Villa and Zapata: A History of the Mexican Revolution

Home > Other > Villa and Zapata: A History of the Mexican Revolution > Page 14
Villa and Zapata: A History of the Mexican Revolution Page 14

by Frank McLynn


  Diaz tried to stem the revolt in Morelos by co-opting the Leyva family. They were willing accomplices but were paper tigers, their credibility already shot to pieces. All Diaz accomplished was the definitive removal of another set of rivals to Zapata. Even though Emiliano still did not have the absolute allegiance of all southern guerrilla leaders - de la 0, for instance, though friendly, wrote to him as `senor Emiliano' and signed himself `Don Genovevo' - more and more local chieftains acknowledged his overlordship, each one bringing in a further band of men between 5o and 200 strong. By mid-April Zapata was directing operations with all the aplomb of a veteran commander. He learned the art of breaking down personal allegiances other than to himself by, for example, sending Tepepa to fight on the Puebla/Guerrero border with men not from Tepepa's original band; these he meanwhile melded with the rest of the army.

- Labeled-object pointing records:
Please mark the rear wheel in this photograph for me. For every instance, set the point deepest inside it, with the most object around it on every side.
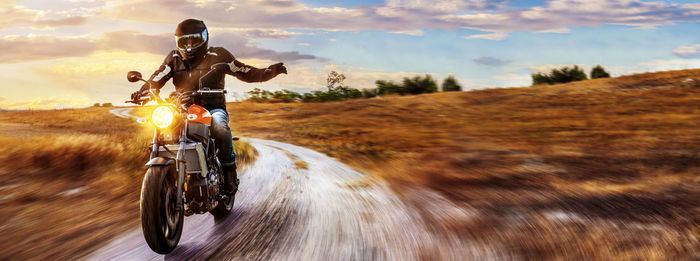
(161, 223)
(224, 206)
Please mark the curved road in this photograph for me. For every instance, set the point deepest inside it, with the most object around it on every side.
(298, 204)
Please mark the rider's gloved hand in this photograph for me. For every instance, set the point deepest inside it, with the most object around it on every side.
(136, 96)
(278, 68)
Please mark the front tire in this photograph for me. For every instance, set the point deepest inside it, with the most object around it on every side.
(161, 223)
(223, 208)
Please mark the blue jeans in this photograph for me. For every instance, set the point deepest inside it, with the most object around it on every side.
(222, 136)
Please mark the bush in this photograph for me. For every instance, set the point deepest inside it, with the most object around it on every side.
(450, 84)
(415, 85)
(286, 96)
(599, 72)
(418, 85)
(369, 93)
(388, 87)
(258, 95)
(562, 75)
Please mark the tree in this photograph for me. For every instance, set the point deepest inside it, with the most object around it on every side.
(334, 78)
(418, 85)
(369, 93)
(599, 72)
(563, 75)
(450, 84)
(541, 78)
(388, 87)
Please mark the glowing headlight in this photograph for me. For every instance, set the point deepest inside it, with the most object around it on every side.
(162, 116)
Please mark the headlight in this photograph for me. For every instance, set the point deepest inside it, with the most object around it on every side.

- Written exercise:
In the Mexican Revolution passage:
1. Which family did Diaz try to co-opt to stem the revolt in Morelos?
2. By what point was Zapata directing operations with the aplomb of a veteran commander?
3. Where did Zapata send Tepepa to fight?
Rely on the Mexican Revolution passage alone, not on the records.

- Exercise solution:
1. The Leyva family.
2. By mid-April.
3. On the Puebla/Guerrero border.